**Job 1:** Write out the DPR retriever documentation word for word.

(Supplied text Opens)

DPR¶

The retriever.DPR model uses DPR-based models that encode queries and documents with two distinct models. It is compatible with the SentenceTransformers and Hugging Face similarity DPR models.

To use the DPR retriever we will need to install "cherche[cpu]"

pip install "cherche[cpu]"

The retriever.DPR uses Faiss to store pre-computed document embeddings in an index. This index allows for fast nearest neighbor search.

By default, retriever.DPR uses the IndexFlatL2 index which is stored in memory and called via the CPU. However, Faiss offers various algorithms suitable for different corpus sizes and speed constraints. To choose the most suitable index for your use case, you can refer to Faiss guidelines.

>>> from cherche import retrieve
>>> from sentence_transformers import SentenceTransformer

>>> documents = [
...    {
...        "id": 0,
...        "article": "Paris is the capital and most populous city of France",
...        "title": "Paris",
...        "url": "https://en.wikipedia.org/wiki/Paris"
...    },
...    {
...        "id": 1,
...        "article": "Paris has been one of Europe major centres of finance, diplomacy , commerce , fashion , gastronomy , science , and arts.",
...        "title": "Paris",
...        "url": "https://en.wikipedia.org/wiki/Paris"

(Supplied text Closes)

**Job 2:** Switch "positive clicks" to "foreground clicks" in the records, from their first line up to and including the line with "rough mask: <svg", and give only those lines again with everything else left as it is.

(Records for the task Opens)

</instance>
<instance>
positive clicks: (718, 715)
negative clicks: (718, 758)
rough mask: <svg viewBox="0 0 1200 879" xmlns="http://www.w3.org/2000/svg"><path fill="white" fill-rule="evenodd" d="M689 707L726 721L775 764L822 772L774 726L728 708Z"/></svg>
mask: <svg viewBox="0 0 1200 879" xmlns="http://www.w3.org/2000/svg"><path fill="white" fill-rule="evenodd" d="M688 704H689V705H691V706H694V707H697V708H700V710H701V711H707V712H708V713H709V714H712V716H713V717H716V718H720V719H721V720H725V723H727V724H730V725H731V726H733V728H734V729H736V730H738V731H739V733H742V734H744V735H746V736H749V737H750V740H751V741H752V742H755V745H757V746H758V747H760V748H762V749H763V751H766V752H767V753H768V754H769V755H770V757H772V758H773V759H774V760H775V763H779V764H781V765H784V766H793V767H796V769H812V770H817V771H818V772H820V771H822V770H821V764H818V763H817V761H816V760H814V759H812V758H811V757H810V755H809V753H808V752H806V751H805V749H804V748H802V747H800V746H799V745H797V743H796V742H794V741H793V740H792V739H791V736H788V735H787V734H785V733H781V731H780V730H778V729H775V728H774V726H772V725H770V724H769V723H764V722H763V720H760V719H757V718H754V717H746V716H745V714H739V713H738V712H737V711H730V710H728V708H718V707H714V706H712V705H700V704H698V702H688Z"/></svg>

(Records for the task Closes)

**Response 1:**
DPR¶

The retriever.DPR model uses DPR-based models that encode queries and documents with two distinct models. It is compatible with the SentenceTransformers and Hugging Face similarity DPR models.

To use the DPR retriever we will need to install "cherche[cpu]"

pip install "cherche[cpu]"

The retriever.DPR uses Faiss to store pre-computed document embeddings in an index. This index allows for fast nearest neighbor search.

By default, retriever.DPR uses the IndexFlatL2 index which is stored in memory and called via the CPU. However, Faiss offers various algorithms suitable for different corpus sizes and speed constraints. To choose the most suitable index for your use case, you can refer to Faiss guidelines.

>>> from cherche import retrieve
>>> from sentence_transformers import SentenceTransformer

>>> documents = [
...    {
...        "id": 0,
...        "article": "Paris is the capital and most populous city of France",
...        "title": "Paris",
...        "url": "https://en.wikipedia.org/wiki/Paris"
...    },
...    {
...        "id": 1,
...        "article": "Paris has been one of Europe major centres of finance, diplomacy , commerce , fashion , gastronomy , science , and arts.",
...        "title": "Paris",
...        "url": "https://en.wikipedia.org/wiki/Paris"

**Response 2:**
</instance>
<instance>
foreground clicks: (718, 715)
negative clicks: (718, 758)
rough mask: <svg viewBox="0 0 1200 879" xmlns="http://www.w3.org/2000/svg"><path fill="white" fill-rule="evenodd" d="M689 707L726 721L775 764L822 772L774 726L728 708Z"/></svg>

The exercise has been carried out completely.